What is expected:
Write out, without any change, the lines in the material below that run from the line with "Write each point like <point>614,472</point>." through the line with "Write each point like <point>405,426</point>.", both included.
[Data records — start]
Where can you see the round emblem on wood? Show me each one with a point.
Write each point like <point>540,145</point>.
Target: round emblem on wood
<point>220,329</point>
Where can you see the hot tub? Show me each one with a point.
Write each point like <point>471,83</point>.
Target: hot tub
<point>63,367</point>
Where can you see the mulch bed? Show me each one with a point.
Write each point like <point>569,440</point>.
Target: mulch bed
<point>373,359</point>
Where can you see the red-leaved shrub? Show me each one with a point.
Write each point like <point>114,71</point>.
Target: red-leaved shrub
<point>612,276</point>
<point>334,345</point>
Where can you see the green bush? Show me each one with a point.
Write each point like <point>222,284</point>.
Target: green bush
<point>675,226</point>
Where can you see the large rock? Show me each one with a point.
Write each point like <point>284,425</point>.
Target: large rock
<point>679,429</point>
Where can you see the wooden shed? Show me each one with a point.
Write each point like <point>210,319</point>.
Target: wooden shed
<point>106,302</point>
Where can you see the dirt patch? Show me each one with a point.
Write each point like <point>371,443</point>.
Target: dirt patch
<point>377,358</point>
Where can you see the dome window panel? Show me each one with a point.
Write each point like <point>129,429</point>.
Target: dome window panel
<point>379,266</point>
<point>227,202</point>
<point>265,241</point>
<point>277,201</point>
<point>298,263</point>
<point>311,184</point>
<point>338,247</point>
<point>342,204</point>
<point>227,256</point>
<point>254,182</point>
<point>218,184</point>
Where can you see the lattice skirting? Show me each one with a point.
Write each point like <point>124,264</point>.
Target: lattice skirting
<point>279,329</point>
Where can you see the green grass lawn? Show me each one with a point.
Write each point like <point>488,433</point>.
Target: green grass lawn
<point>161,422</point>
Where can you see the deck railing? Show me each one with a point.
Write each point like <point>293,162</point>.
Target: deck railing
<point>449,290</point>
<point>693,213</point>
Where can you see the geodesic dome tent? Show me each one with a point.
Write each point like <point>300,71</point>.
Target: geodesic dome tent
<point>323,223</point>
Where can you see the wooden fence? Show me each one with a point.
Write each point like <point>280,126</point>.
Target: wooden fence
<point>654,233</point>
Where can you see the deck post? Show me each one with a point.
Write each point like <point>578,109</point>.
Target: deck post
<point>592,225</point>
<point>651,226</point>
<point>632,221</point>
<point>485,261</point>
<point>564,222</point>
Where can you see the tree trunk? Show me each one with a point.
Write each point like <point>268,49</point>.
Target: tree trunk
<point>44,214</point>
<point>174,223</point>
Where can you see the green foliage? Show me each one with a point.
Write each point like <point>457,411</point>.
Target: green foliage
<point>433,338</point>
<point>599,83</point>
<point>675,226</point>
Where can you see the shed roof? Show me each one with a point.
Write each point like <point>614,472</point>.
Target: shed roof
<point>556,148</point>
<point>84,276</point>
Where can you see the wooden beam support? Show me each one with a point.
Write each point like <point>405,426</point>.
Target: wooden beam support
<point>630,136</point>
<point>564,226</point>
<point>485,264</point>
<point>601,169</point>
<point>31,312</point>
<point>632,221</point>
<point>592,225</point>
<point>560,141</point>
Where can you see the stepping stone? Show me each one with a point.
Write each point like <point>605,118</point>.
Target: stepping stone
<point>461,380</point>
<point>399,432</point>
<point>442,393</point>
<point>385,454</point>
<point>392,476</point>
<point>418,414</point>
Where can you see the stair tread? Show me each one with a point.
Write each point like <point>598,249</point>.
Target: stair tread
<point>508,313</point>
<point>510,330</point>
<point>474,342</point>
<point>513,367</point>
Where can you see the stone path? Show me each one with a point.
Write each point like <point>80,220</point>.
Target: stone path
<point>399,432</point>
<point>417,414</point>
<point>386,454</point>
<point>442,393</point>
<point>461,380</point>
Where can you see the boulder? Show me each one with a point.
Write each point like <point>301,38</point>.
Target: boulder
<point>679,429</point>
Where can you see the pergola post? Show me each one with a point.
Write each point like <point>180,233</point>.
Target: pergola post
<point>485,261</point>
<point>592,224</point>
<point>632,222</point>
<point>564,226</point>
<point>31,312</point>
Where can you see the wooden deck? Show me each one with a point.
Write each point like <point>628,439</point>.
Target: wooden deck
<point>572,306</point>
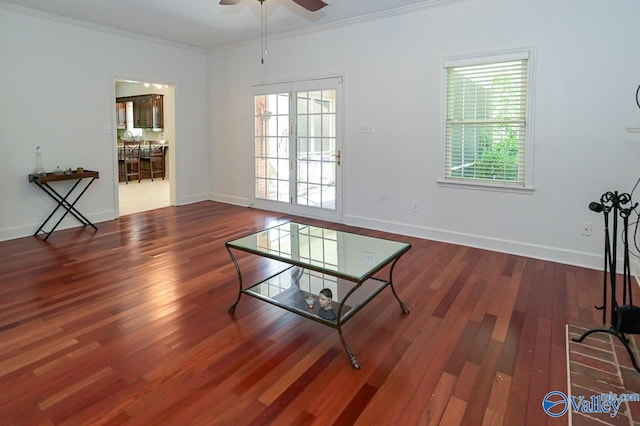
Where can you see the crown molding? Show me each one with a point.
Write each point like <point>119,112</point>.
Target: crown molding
<point>96,27</point>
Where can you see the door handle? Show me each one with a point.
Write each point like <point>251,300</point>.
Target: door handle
<point>338,157</point>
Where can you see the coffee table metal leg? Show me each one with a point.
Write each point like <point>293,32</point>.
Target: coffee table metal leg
<point>404,308</point>
<point>232,308</point>
<point>352,358</point>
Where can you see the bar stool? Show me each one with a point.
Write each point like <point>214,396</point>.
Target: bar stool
<point>156,158</point>
<point>131,157</point>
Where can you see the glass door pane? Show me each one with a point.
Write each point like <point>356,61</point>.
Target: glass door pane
<point>316,156</point>
<point>272,157</point>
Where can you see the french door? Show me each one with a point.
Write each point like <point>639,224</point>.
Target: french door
<point>297,148</point>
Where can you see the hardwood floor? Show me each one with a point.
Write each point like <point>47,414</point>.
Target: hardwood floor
<point>130,324</point>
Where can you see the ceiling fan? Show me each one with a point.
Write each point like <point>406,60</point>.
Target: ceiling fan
<point>311,5</point>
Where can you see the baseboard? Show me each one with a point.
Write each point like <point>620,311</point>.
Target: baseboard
<point>553,254</point>
<point>68,223</point>
<point>190,199</point>
<point>229,199</point>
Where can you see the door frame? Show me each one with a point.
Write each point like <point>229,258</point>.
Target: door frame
<point>291,87</point>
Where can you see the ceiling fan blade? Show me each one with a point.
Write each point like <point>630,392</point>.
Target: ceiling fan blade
<point>311,5</point>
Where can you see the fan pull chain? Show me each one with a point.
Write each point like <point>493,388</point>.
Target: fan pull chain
<point>263,32</point>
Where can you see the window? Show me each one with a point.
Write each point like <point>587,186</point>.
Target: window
<point>486,136</point>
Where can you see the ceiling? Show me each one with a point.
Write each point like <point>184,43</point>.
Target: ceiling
<point>204,24</point>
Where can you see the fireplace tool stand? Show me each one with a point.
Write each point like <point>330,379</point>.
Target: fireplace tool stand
<point>625,318</point>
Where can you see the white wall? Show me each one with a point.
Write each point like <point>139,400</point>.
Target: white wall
<point>586,74</point>
<point>58,92</point>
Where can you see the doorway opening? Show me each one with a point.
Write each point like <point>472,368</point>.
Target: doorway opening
<point>145,119</point>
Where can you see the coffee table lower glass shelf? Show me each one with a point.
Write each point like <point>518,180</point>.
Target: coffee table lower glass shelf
<point>298,288</point>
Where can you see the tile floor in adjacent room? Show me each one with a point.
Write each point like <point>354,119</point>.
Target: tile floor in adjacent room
<point>600,364</point>
<point>145,195</point>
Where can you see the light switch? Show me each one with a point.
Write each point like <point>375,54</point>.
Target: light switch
<point>367,128</point>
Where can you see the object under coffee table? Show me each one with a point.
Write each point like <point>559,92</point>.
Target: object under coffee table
<point>318,258</point>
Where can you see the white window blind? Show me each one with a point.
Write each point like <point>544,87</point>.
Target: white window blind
<point>486,119</point>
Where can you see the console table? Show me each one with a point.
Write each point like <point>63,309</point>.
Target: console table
<point>319,258</point>
<point>68,201</point>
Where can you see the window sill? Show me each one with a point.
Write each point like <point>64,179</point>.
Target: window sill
<point>485,186</point>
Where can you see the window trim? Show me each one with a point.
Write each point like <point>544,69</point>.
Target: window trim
<point>505,55</point>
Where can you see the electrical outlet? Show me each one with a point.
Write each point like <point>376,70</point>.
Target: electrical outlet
<point>366,128</point>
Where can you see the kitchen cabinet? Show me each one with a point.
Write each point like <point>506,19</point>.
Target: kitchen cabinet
<point>148,111</point>
<point>121,115</point>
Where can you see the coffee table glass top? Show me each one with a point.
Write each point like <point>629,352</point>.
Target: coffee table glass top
<point>351,256</point>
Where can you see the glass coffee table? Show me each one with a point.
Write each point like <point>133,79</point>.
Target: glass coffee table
<point>328,275</point>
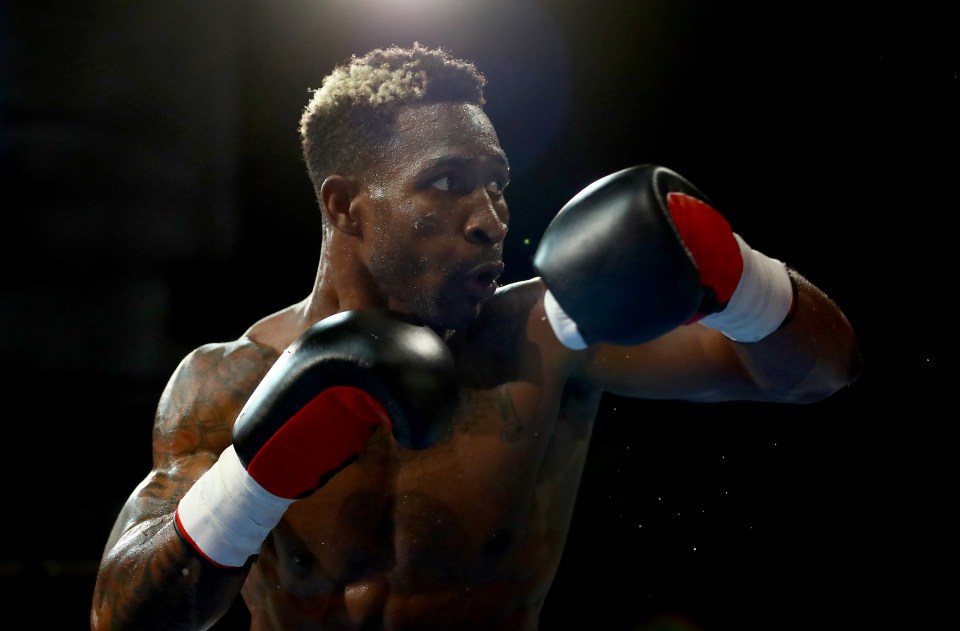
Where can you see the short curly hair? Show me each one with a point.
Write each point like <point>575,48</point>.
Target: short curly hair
<point>350,117</point>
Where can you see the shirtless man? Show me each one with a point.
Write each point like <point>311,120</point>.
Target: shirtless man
<point>411,457</point>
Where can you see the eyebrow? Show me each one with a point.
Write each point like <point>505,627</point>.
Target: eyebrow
<point>461,161</point>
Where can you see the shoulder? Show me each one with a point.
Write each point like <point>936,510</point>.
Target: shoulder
<point>206,392</point>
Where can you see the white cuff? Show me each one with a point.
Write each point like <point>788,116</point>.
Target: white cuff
<point>760,302</point>
<point>563,325</point>
<point>226,514</point>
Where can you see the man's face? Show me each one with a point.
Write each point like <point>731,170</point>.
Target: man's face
<point>433,239</point>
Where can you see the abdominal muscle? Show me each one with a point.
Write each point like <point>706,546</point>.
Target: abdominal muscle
<point>467,534</point>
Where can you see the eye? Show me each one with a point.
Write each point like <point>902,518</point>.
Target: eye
<point>442,183</point>
<point>452,183</point>
<point>496,185</point>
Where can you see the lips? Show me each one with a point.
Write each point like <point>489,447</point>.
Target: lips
<point>481,281</point>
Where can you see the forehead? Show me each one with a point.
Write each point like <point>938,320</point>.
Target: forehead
<point>429,132</point>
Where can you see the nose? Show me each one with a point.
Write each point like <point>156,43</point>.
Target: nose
<point>487,222</point>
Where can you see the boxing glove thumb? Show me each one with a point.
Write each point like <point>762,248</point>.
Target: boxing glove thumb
<point>310,416</point>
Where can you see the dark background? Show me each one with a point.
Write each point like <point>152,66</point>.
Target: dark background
<point>154,199</point>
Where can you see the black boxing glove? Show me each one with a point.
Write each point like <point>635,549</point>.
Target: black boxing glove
<point>310,416</point>
<point>640,252</point>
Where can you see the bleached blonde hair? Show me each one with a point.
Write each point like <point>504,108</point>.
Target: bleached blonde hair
<point>350,117</point>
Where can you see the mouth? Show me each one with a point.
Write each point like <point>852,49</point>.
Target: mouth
<point>481,281</point>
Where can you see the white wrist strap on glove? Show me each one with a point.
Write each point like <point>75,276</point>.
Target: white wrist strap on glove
<point>563,325</point>
<point>761,301</point>
<point>226,514</point>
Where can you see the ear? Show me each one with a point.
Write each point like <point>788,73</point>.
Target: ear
<point>337,193</point>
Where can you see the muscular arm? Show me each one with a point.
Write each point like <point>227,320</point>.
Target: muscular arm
<point>813,355</point>
<point>149,578</point>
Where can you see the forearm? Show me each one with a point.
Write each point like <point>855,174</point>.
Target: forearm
<point>151,579</point>
<point>810,356</point>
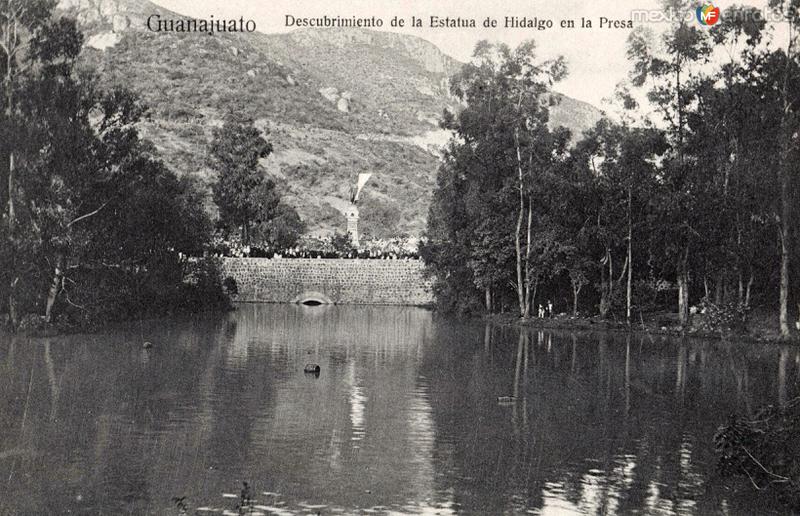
[Data records — finish]
Answer to the exercise:
Write each point like <point>614,472</point>.
Target: shed roof
<point>556,148</point>
<point>84,276</point>
Where can you see the wooden beam support? Show me each one with a point.
Write each point like <point>405,426</point>.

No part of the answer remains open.